▸ Brief:
The data must be returned in full and exactly as given.

====

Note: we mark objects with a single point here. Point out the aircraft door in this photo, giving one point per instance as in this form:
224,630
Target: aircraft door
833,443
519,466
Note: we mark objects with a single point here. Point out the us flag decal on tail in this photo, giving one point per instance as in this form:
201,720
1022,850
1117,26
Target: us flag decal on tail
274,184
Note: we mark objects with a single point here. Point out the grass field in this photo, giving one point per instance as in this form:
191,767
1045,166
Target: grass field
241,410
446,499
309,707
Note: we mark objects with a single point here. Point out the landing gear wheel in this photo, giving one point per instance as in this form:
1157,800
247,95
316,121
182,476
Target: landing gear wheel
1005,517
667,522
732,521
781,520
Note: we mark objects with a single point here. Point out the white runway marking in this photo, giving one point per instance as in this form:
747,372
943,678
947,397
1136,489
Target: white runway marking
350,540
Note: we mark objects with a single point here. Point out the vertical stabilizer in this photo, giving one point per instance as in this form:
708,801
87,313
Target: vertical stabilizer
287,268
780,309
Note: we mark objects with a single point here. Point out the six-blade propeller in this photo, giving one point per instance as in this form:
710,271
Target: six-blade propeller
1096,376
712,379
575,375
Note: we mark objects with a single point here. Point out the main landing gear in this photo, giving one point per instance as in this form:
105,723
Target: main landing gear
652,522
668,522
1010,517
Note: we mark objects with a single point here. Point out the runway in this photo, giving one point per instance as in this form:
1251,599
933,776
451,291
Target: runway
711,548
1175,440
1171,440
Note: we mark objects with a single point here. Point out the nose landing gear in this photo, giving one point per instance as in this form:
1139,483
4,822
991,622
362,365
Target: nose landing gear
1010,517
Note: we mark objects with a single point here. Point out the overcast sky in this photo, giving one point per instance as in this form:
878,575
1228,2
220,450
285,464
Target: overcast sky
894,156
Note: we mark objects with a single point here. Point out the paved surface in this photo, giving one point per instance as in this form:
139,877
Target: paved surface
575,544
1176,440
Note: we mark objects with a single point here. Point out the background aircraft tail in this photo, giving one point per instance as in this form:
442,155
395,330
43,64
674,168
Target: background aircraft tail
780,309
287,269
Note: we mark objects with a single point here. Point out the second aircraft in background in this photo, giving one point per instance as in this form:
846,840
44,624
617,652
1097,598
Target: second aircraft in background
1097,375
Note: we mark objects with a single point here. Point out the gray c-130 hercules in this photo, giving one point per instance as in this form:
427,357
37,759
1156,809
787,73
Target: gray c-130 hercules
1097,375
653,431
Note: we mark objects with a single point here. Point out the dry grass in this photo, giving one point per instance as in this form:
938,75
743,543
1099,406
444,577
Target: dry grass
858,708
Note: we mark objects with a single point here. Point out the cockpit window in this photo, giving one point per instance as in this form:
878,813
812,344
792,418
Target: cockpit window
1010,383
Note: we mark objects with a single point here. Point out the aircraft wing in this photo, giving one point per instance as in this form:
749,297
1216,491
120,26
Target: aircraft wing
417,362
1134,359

====

▸ Expected answer:
Note: we mark objects with a single point here. Point out the aircraft door in this photo, giving one point per instance as in this form:
224,630
Target: aircraft door
833,443
519,466
Note: we mark objects with a single point here. Point out the us flag decal on tail in this photo, giving one point per instance as in this form:
201,720
1022,850
1117,26
Target: us flag decal on tail
274,184
Note: we mark objects with a single point here. Point out the grass field in this photo, giving one point per instance as in this form:
191,767
1045,166
Target: grass field
241,410
446,499
309,707
Note: we mark objects with a single point here. Point out the landing gear wheel in this photo, giving one point per instance as in this form:
1157,800
247,95
316,121
182,476
Target: landing gear wheel
1005,517
667,522
732,521
781,520
Note: we mark objects with a single point here. Point out the white runway marking in this photo, giving one point per instance as in this form:
747,372
943,678
947,397
1136,489
Target: white runway marking
350,540
Note: we mark objects with a single point here. Point out the vertical stabilizer in this photo, giving one point per instance as in this form:
708,801
87,313
Target: vertical stabilizer
287,268
780,309
Note: we mark objects with a single point here. Point out the six-blade propeller in this photo, giving one point per instance as in this form:
710,271
Target: six-blade propeller
1096,376
712,379
575,375
Note: we mark objects with a single point here. Point out the main landing gear in this photo, giving one point per instance as in this form:
105,723
Target: main landing gear
652,522
668,522
1010,517
Note: we mark objects with a single point here. Point out the runway in this photo, giving one point per instance as in this form:
1251,599
933,776
451,291
Target: runway
711,548
1175,440
1171,440
Note: we mark objects with a single point here. Point out the nose landing gear in this photo, giving one point per instance as in this form:
1139,483
4,822
991,622
362,365
Target: nose landing gear
1010,517
Note: we mark objects with a single point here. Point out the overcast sky in this photo, giving one point per instance as in this form:
878,575
1228,2
220,450
285,464
Target: overcast sky
894,156
Note: we mark objects with a single point here. Point out the paved surface in this photo, giving one point per instance as in this form:
139,877
Target: paved surface
575,544
1176,440
Note: we mark objects with a single point here. Point out the background aircraft tail in this photo, giving one point per instance as in this form:
442,155
395,330
43,64
674,168
Target: background aircraft tail
780,309
287,269
Note: we mark objects with a single point here. Point out the second aircraft in background in this photo, giving one point per instance as in this form:
846,840
44,624
617,652
1097,598
Target: second aircraft in background
1097,375
Note: we mark objects with a single point here. Point out the gray c-130 hercules in this photo, giving one point per instance as in this form:
427,357
37,759
1156,809
787,73
Target: gray c-130 hercules
1097,375
653,431
Note: we mark objects with a single point here. Point out the dry grass in this photo, giving one point per instance as in this form:
938,75
743,543
1099,406
444,577
Target: dry grass
858,708
Note: we mark objects with a single point here. Point out the cockpit window in this photo, giving one point per instance as in this form:
878,813
812,344
792,418
Target: cockpit window
1010,383
Note: we mark objects with a single point here. Point out the aircraft wing in this photo, giving one point per instance as in this form:
749,297
1216,491
120,26
Target: aircraft wing
417,362
1134,359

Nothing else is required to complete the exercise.